▸ Задание 1:
Ответьте по отрывку об экономике в литературе на вопросы:
(a) Какие четыре подхода к изучению творчества писателя, по словам отрывка, не вызывают ни тени сомнения?
(b) Какие два предмета познания составляют названную в отрывке двойственность?
(c) Как предлагается обозначить методологию, которой требует экономика, запечатленная в литературе?
▸ Задание 2:
Согласуются ли с отрывком об экономике в литературе следующие утверждения? Ответьте «да» или «нет» и приведите решающие слова отрывка.
(a) Подходы, в которых во главу угла ставится богословие, вызывают сомнения.
(b) Экономика, запечатленная в литературе, требует собственной методологии.
(c) Экономика как уклад современного хозяйства рассматривается только в окружающей действительности.
▸ Задание 3: Продолжите отрывок об экономике в литературе, начав сразу после его последнего предложения.
======== Отрывок текста ========
Вместе с тем можно утверждать и обратное: подобно тому, как не вызывают ни тени сомнения такие подходы к изучению творчества писателя, в которых во главу угла ставится богословие, политология, филология или философия, иногда в более или менее чистом виде, чаще в смешанных вариантах, можно и должно разрабатывать такое направление литературоведческих исследований, где в центре критического рассмотрения будет собственно экономика как уклад современного хозяйства, работающий как в окружающей действительности, так и в сознании писателя. И подобно тому, как богословие, политология, филология или философия, обращенные на литературу, подразумевают так или иначе определенный метод, направленный на соответствующий предмет познания — божественное, политическое, словесное, умозрительное, в разделенности или, чаще всего, в смешении терминов, — экономика, запечатленная в литературе, требует собственной методологии, которую можно было бы обозначить, учитывая двойственность предмета познания — авторское воображение и социально-экономическая действительность, воплощенные в литературе — как литературно-экономическую антропологию[480].
======== Записи ========
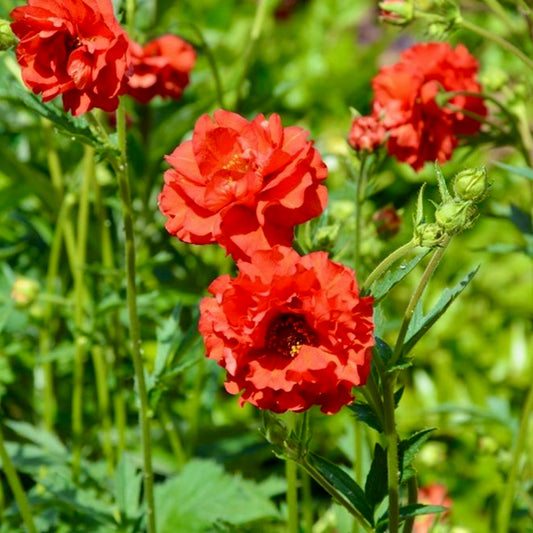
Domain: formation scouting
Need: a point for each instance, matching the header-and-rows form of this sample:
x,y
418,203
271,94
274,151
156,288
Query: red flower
========
▸ Результат 1:
(a) Подходы, в которых во главу угла ставится богословие, политология, филология или философия.
(b) Авторское воображение и социально-экономическая действительность, воплощенные в литературе.
(c) Как литературно-экономическую антропологию.

▸ Результат 2:
(a) Нет: «не вызывают ни тени сомнения такие подходы к изучению творчества писателя, в которых во главу угла ставится богословие».
(b) Да: «экономика, запечатленная в литературе, требует собственной методологии».
(c) Нет: «работающий как в окружающей действительности, так и в сознании писателя».

▸ Результат 3:
Литературно-экономическую антропологию мы определяем, соединяя два разнородных подхода: с одной стороны, напомним, речь идет об аналитической антропологии литературы, как она была обоснована и представлена в трудах В. Подороги, тогда как с другой — об экономической антропологии, основные идеи которой были изложены социологом П. Бурдье в цикле лекций в Коллеж де Франс[481]. Аналитическая антропология литературы подразумевает прямое рассмотрение конструктивных сил произведения, при этом философ делает акцент на том, что фигура автора заведомо заключается в скобки:
Мы должны забыть на время, что этот роман написан «Достоевским» или «Толстым», и рассматривать «литературы» скорее как документы, архивы или коллекции, нежели как символы славы и памяти «великой русской литературы»[482].
Экономическая антропология предполагает новую постановку проблем экономики, требующей
на первом этапе заменить понятие рынка понятием поля, а на втором заменить понятие homo economicus понятием экономического агента, наделенного габитусом или предрасположенностями[483].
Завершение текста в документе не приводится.